# Start of Material provided

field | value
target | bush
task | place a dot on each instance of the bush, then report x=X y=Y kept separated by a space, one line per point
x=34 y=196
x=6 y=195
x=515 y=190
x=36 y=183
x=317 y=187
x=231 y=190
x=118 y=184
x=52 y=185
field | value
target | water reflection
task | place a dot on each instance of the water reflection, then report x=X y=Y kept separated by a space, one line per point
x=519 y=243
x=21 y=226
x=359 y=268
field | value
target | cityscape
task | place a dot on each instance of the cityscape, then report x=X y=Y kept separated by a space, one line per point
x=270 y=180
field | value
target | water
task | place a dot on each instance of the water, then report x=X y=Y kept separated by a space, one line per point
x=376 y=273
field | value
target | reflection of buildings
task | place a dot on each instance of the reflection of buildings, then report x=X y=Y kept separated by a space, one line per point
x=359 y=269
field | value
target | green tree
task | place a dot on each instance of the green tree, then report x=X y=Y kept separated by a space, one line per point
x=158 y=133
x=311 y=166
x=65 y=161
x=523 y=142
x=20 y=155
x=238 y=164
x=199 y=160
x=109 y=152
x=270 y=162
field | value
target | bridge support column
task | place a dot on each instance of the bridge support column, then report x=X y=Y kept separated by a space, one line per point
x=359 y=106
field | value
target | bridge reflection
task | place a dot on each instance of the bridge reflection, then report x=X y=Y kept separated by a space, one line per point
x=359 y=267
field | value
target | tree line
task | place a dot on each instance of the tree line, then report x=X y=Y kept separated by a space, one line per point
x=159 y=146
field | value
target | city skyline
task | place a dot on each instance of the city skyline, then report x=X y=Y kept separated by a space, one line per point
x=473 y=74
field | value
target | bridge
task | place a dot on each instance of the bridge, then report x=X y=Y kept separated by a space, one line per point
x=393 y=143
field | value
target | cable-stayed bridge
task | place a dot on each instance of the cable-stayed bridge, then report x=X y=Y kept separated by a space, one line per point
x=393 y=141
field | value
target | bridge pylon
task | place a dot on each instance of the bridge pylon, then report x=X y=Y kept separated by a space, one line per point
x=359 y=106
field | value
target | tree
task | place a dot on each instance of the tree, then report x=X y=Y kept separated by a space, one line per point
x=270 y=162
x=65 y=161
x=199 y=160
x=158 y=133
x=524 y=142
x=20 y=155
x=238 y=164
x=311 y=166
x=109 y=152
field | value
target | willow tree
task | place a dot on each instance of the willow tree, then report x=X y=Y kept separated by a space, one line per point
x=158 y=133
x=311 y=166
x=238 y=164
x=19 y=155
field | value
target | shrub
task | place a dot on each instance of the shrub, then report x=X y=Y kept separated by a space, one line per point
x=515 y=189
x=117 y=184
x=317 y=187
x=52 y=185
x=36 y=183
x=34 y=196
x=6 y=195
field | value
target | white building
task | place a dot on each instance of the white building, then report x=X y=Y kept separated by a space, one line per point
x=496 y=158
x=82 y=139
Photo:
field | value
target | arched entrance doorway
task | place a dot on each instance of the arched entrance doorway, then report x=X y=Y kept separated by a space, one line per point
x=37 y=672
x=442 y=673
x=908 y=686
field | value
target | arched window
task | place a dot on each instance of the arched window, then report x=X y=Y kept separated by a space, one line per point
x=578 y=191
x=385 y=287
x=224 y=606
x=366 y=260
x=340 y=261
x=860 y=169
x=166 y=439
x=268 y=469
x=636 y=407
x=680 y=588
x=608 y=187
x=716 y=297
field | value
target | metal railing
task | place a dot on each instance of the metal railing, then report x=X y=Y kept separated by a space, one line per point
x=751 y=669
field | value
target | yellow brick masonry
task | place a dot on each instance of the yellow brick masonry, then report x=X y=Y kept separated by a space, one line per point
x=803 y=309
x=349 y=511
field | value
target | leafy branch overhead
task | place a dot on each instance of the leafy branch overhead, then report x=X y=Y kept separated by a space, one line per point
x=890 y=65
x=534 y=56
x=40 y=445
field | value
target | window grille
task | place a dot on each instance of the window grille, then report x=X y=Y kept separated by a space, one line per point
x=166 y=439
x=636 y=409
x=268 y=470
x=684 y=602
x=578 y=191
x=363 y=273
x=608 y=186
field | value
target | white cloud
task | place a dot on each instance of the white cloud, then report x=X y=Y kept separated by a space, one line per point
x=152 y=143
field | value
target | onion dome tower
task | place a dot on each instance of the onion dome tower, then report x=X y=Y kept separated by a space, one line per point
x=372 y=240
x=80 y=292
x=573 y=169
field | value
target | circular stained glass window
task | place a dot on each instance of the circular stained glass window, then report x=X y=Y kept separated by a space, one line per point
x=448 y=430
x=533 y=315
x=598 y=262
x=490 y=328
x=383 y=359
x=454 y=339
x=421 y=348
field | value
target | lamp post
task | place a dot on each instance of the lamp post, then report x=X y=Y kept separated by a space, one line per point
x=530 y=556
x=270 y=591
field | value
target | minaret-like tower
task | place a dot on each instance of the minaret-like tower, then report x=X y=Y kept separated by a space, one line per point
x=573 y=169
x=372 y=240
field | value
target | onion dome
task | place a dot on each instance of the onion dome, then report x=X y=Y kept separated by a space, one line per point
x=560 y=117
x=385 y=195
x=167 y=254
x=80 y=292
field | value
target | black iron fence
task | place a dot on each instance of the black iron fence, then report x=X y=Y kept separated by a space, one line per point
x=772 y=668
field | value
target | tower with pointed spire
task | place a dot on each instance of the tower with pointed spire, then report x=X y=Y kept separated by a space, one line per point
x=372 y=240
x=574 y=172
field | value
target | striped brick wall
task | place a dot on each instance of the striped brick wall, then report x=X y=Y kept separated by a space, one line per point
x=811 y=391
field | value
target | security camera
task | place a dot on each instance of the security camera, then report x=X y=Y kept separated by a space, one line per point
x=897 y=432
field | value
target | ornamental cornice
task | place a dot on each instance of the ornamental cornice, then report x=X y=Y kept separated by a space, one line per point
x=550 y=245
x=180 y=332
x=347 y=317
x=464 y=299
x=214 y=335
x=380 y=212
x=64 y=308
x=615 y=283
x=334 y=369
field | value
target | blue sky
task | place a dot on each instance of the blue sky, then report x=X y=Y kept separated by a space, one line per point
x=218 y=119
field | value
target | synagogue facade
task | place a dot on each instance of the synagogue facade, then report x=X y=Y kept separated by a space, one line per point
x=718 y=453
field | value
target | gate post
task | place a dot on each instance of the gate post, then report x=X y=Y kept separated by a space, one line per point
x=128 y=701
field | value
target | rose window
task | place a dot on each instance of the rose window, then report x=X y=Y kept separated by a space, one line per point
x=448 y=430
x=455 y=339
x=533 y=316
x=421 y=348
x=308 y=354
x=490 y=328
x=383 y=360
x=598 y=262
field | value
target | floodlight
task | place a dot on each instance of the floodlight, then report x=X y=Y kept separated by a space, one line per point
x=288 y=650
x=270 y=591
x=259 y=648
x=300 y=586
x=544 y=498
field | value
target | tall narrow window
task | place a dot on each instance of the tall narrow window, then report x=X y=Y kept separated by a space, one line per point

# End of Material provided

Directions for this task: Rewrite all of the material above, changing every "kept separated" to "separated" and keeping everything else the same.

Correct response:
field | value
target | bush
task | place a dot on each instance of the bush, then report x=X y=Y separated by a space, one line per point
x=34 y=196
x=6 y=195
x=515 y=190
x=36 y=183
x=317 y=187
x=231 y=190
x=118 y=184
x=52 y=185
field | value
target | water reflection
task | place a dot on each instance of the water reflection, then report x=X y=Y separated by a space, one line per point
x=519 y=243
x=21 y=226
x=359 y=268
field | value
target | cityscape
task | place a dot on each instance of the cityscape, then report x=X y=Y separated by a space, one line per point
x=270 y=180
field | value
target | water
task | place a dot on each instance of the water, then report x=X y=Y separated by a space, one line per point
x=376 y=273
field | value
target | reflection of buildings
task | place a dot on each instance of the reflection of buildings, then report x=X y=Y separated by a space, one line per point
x=359 y=269
field | value
target | green tree
task | place a dot on each instance of the green tree, then report x=X y=Y separated by a space, one line per point
x=158 y=133
x=311 y=166
x=65 y=161
x=523 y=142
x=20 y=155
x=238 y=164
x=199 y=160
x=109 y=152
x=270 y=162
field | value
target | bridge support column
task | place a dot on each instance of the bridge support column, then report x=X y=Y separated by a space, one line per point
x=359 y=106
field | value
target | bridge reflection
task | place a dot on each instance of the bridge reflection, then report x=X y=Y separated by a space, one line per point
x=359 y=267
field | value
target | tree line
task | place a dot on each instance of the tree line, then report x=X y=Y separated by a space, one line per point
x=159 y=146
field | value
target | city skyline
task | place a dot on each instance of the city skyline, then report x=X y=Y separated by a space, one line per point
x=473 y=74
field | value
target | bridge
task | place a dot on each instance of the bridge, then report x=X y=Y separated by a space, one line per point
x=393 y=143
field | value
target | cable-stayed bridge
task | place a dot on each instance of the cable-stayed bridge, then report x=X y=Y separated by a space, one line per point
x=393 y=141
field | value
target | bridge pylon
task | place a dot on each instance of the bridge pylon, then report x=X y=Y separated by a space, one line per point
x=359 y=106
field | value
target | tree
task | place a dot on each instance of the tree, then report x=X y=Y separated by a space, one line per point
x=270 y=162
x=65 y=161
x=199 y=160
x=158 y=133
x=524 y=142
x=20 y=155
x=238 y=164
x=311 y=166
x=109 y=152
field | value
target | willow tree
task | place a dot on each instance of the willow tree, then report x=X y=Y separated by a space, one line per point
x=158 y=133
x=311 y=166
x=238 y=164
x=19 y=155
field | value
target | shrub
task | place a dot on each instance of the shrub, then report x=X y=Y separated by a space, one line per point
x=515 y=189
x=117 y=184
x=317 y=187
x=52 y=185
x=36 y=183
x=34 y=196
x=6 y=195
field | value
target | white building
task | place a dot on each instance of the white building, then report x=X y=Y separated by a space, one line per point
x=496 y=158
x=82 y=139
Photo:
field | value
target | arched entrance doorway
task | place a dot on each instance of the arched entrance doorway, then report x=X y=Y separated by a space, one line per point
x=37 y=672
x=442 y=673
x=908 y=686
field | value
target | arched window
task | place a dot on each instance of the arched window, then report x=X y=Y separated by a space, one line per point
x=578 y=191
x=385 y=287
x=224 y=606
x=366 y=260
x=340 y=261
x=860 y=169
x=166 y=439
x=268 y=469
x=636 y=407
x=680 y=588
x=608 y=187
x=716 y=297
field | value
target | metal railing
task | place a dot on each instance of the metal railing, then report x=X y=Y separated by a space, one line per point
x=751 y=669
field | value
target | yellow brick masonry
task | place a dot on each instance of the yellow brick masonry, then report x=X y=Y separated by a space, one line per point
x=803 y=309
x=349 y=511
field | value
target | leafy branch overhead
task | place a dot on each instance of the leafy branch overhead, then report x=X y=Y separated by a space, one line per point
x=890 y=65
x=534 y=56
x=40 y=445
field | value
target | window grille
task | place a dot on each instance of the window grille, then report x=X y=Y separated by a space, one line per point
x=166 y=439
x=636 y=409
x=268 y=470
x=684 y=602
x=578 y=191
x=363 y=273
x=608 y=186
field | value
target | white cloud
task | place a dot on each instance of the white cloud, then report x=X y=Y separated by a space, one line per point
x=152 y=143
field | value
target | onion dome tower
task | place a dot on each instance of the onion dome tower, then report x=X y=Y separated by a space, one line per point
x=372 y=240
x=80 y=292
x=573 y=169
field | value
target | circular stained glass window
task | place a dot on each instance of the circular stained glass window, then report x=X y=Y separated by a space, one line per point
x=448 y=430
x=533 y=315
x=598 y=262
x=490 y=328
x=383 y=359
x=454 y=339
x=421 y=348
field | value
target | lamp post
task | place a dot on each instance of the lamp post, then report x=X y=Y separated by a space, one line per point
x=530 y=556
x=270 y=591
field | value
target | minaret-like tower
task | place a dot on each instance of the minaret-like tower, then report x=X y=Y separated by a space, one line per point
x=573 y=169
x=372 y=240
field | value
target | onion dome
task | place a dot on each instance of the onion dome, then report x=X y=Y separated by a space, one line per point
x=560 y=117
x=385 y=195
x=167 y=254
x=80 y=292
field | value
target | black iron fence
task | place a dot on each instance of the black iron fence, then report x=X y=Y separated by a space, one line per point
x=772 y=668
field | value
target | tower with pointed spire
task | place a dot on each instance of the tower with pointed spire, then report x=X y=Y separated by a space, one line per point
x=372 y=240
x=574 y=172
field | value
target | striped brick wall
task | place a dot on each instance of the striped brick wall, then report x=X y=Y separated by a space, one line per point
x=811 y=391
field | value
target | security camera
task | place a dot on each instance of the security camera, then report x=X y=Y separated by a space, one line per point
x=897 y=432
field | value
target | ornamental cornice
task | place a dot on each instance of the ornamental cornice, then report x=X y=Y separated by a space, one line per point
x=550 y=245
x=180 y=332
x=347 y=317
x=464 y=299
x=214 y=335
x=380 y=212
x=64 y=308
x=615 y=283
x=334 y=369
field | value
target | blue sky
task | place a dot on each instance of the blue sky, then report x=X y=Y separated by a space, one line per point
x=218 y=119
field | value
target | synagogue facade
task | place a dot on each instance of the synagogue facade, then report x=X y=Y separated by a space, one line per point
x=718 y=453
field | value
target | gate post
task | place a dot on each instance of the gate post, then report x=X y=Y separated by a space, one line per point
x=128 y=701
field | value
target | rose window
task | place a dot on each instance of the rose window, then report x=X y=Y separated by a space, one line per point
x=448 y=430
x=455 y=339
x=533 y=316
x=421 y=348
x=308 y=354
x=490 y=328
x=383 y=360
x=598 y=262
field | value
target | floodlight
task | place a dot on each instance of the floodlight, then report x=X y=Y separated by a space, one line per point
x=288 y=650
x=270 y=591
x=259 y=648
x=300 y=586
x=544 y=498
field | value
target | tall narrow window
task | place a dot on each instance of the tall narrow window, then report x=X y=Y separated by a space, one line per point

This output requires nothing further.